--- start PROVIDED DATA ---

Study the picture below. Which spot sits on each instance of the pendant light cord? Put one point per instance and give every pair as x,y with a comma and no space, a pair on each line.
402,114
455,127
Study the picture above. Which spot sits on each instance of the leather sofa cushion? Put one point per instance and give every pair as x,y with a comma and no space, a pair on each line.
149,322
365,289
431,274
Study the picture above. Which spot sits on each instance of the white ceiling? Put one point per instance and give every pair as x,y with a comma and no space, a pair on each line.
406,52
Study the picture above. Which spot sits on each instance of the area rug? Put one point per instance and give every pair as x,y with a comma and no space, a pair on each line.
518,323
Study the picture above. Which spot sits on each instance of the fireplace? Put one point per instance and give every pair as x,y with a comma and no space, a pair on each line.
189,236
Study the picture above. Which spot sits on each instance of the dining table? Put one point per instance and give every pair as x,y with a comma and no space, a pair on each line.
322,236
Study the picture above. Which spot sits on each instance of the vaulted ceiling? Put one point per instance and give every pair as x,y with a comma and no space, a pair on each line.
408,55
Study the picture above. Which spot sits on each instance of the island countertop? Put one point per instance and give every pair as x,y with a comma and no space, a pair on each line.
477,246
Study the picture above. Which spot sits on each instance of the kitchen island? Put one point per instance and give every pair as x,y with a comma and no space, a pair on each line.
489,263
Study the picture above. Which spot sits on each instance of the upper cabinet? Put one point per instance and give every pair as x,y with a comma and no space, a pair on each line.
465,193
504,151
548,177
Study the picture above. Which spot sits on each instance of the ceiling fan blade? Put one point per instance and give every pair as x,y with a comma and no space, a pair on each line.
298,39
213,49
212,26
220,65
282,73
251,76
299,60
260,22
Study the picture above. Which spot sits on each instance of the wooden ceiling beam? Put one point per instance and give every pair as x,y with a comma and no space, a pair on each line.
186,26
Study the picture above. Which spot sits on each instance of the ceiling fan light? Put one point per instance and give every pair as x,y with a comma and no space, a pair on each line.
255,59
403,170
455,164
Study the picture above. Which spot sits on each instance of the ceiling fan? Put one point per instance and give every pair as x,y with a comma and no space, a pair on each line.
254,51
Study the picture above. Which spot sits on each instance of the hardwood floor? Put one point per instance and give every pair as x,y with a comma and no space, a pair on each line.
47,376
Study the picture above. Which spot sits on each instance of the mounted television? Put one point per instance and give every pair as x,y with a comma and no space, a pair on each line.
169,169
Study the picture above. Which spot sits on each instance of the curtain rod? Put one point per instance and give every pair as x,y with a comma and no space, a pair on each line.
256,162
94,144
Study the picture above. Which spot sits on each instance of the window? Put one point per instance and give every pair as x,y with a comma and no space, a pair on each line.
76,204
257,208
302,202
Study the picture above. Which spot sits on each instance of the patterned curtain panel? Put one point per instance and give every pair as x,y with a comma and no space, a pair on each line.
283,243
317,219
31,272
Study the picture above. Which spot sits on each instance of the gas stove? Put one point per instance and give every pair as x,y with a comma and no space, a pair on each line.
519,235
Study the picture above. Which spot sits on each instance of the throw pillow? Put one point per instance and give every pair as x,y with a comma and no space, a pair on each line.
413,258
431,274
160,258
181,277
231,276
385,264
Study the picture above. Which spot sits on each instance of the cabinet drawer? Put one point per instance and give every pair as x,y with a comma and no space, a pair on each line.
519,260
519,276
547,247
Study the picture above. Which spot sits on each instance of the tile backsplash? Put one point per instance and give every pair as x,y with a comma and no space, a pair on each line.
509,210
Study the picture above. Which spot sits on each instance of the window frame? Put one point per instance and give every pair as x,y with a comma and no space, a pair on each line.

--- end PROVIDED DATA ---

Could you format every line of the items above as a Markdown table with two columns, Row and Line, numbering each row and leaving out any blank lines?

§ **RESULT**
| Row | Line |
|---|---|
| 1 | Study the picture below. Which spot sits on each instance of the pendant light cord? Put one point per instance and give every pair as x,y with a comma and no space, a pair on each line. |
| 2 | 402,114 |
| 3 | 455,127 |
| 4 | Study the picture above. Which spot sits on each instance of the leather sofa cushion? Put one point per instance and give every pair as x,y with a comma and no space, a pair on each line. |
| 5 | 149,322 |
| 6 | 365,289 |
| 7 | 431,274 |
| 8 | Study the picture above. Which spot sits on each instance of the white ceiling? Put one point per instance and give every pair as x,y with a comma and no space, a pair on each line. |
| 9 | 406,52 |
| 10 | Study the picture above. Which spot sits on each instance of the area rug? Put one point per instance and give every pair as x,y with a comma and no space, a pair on each line. |
| 11 | 518,323 |
| 12 | Study the picture above. Which spot sits on each instance of the fireplace? Put one point per instance and give every pair as x,y with a comma and no space, a pair on each line. |
| 13 | 189,236 |
| 14 | Study the picture above. Which spot sits on each instance of the dining table? Put one point per instance and give every pair as x,y with a comma and no space, a pair on each line. |
| 15 | 322,236 |
| 16 | Study the picture above. Which spot sits on each instance of the vaulted ceiling? Put one point per instance and give every pair as x,y with a comma and no space, a pair on each line. |
| 17 | 408,55 |
| 18 | Study the picture above. Which spot sits on each instance of the island countertop? Put one point per instance and give every pair as x,y with a comma and no space, a pair on each line. |
| 19 | 477,246 |
| 20 | Study the picture above. Which spot sits on each instance of the kitchen island? Put one point per instance and give every pair as x,y with a comma and no space, a pair on each line. |
| 21 | 489,263 |
| 22 | Study the picture above. Which spot sits on each instance of the upper cabinet? Put one point per instance and give every pair as x,y with a comma and no space, a pair on each line. |
| 23 | 465,193 |
| 24 | 504,151 |
| 25 | 548,177 |
| 26 | Study the picture above. Which spot sits on each instance of the ceiling fan blade? Put one point per instance and give every pair as x,y with a comma and no space, a pair on each line. |
| 27 | 298,39 |
| 28 | 213,49 |
| 29 | 212,26 |
| 30 | 220,65 |
| 31 | 282,73 |
| 32 | 251,76 |
| 33 | 299,60 |
| 34 | 260,22 |
| 35 | Study the picture above. Which spot sits on each instance of the wooden ceiling beam? Put one point per instance and give every pair as x,y with a comma and no space, a pair on each line. |
| 36 | 186,26 |
| 37 | Study the picture above. Which spot sits on each instance of the ceiling fan light? Put one point per instance and give every pair as x,y with a comma and no space, a pair on each line. |
| 38 | 255,59 |
| 39 | 403,170 |
| 40 | 455,164 |
| 41 | Study the picture above. Which spot sits on each instance of the ceiling fan? Put one point per instance and give every pair as x,y with a comma and no space, a pair on each line. |
| 42 | 254,51 |
| 43 | Study the picture above. Which spot sits on each instance of the hardwood floor? Put one point per instance and give every pair as x,y with a comma and no space, a pair on each line. |
| 44 | 47,376 |
| 45 | Study the picture above. Which spot sits on each instance of the mounted television? Put one point per instance and give every pair as x,y with a comma and no space, a pair on each line. |
| 46 | 169,169 |
| 47 | Study the picture above. Which spot sits on each instance of the curtain rod? Put one point per instance and give every pair as x,y with a comma and no space, a pair on each line. |
| 48 | 256,162 |
| 49 | 94,144 |
| 50 | Study the picture above. Which spot sits on each instance of the window? Put one point per instance and give every pair as x,y with a comma and no space, a pair on each line. |
| 51 | 76,204 |
| 52 | 257,208 |
| 53 | 302,202 |
| 54 | Study the picture above. Which spot sits on each instance of the patterned curtain panel? Put one point per instance and give every pair as x,y with a comma and no space, a pair on each line. |
| 55 | 283,243 |
| 56 | 317,219 |
| 57 | 31,272 |
| 58 | Study the picture above. Which spot sits on each instance of the gas stove? Put one point per instance and give every pair as x,y with a comma and no space, a pair on each line. |
| 59 | 519,235 |
| 60 | Study the picture above. Which spot sits on each instance of the throw pillow? Put one point per instance and give every pair as x,y with a comma and no space, a pair on each line. |
| 61 | 413,258 |
| 62 | 431,274 |
| 63 | 160,258 |
| 64 | 181,277 |
| 65 | 231,276 |
| 66 | 385,264 |
| 67 | Study the picture above. Which spot sits on each instance of the cabinet drawer? Put one point per instance and give every pair as x,y with a comma and no space, a pair on each line. |
| 68 | 519,260 |
| 69 | 519,276 |
| 70 | 547,247 |
| 71 | Study the picture above. Which spot sits on each instance of the tile backsplash? Put one point per instance and give every pair as x,y with a comma and no space, a pair on each line. |
| 72 | 509,210 |
| 73 | Study the picture above. Which spot sits on each instance of the window frame? Put one point per instance and give every pair as x,y with a comma and no space, a pair on each line. |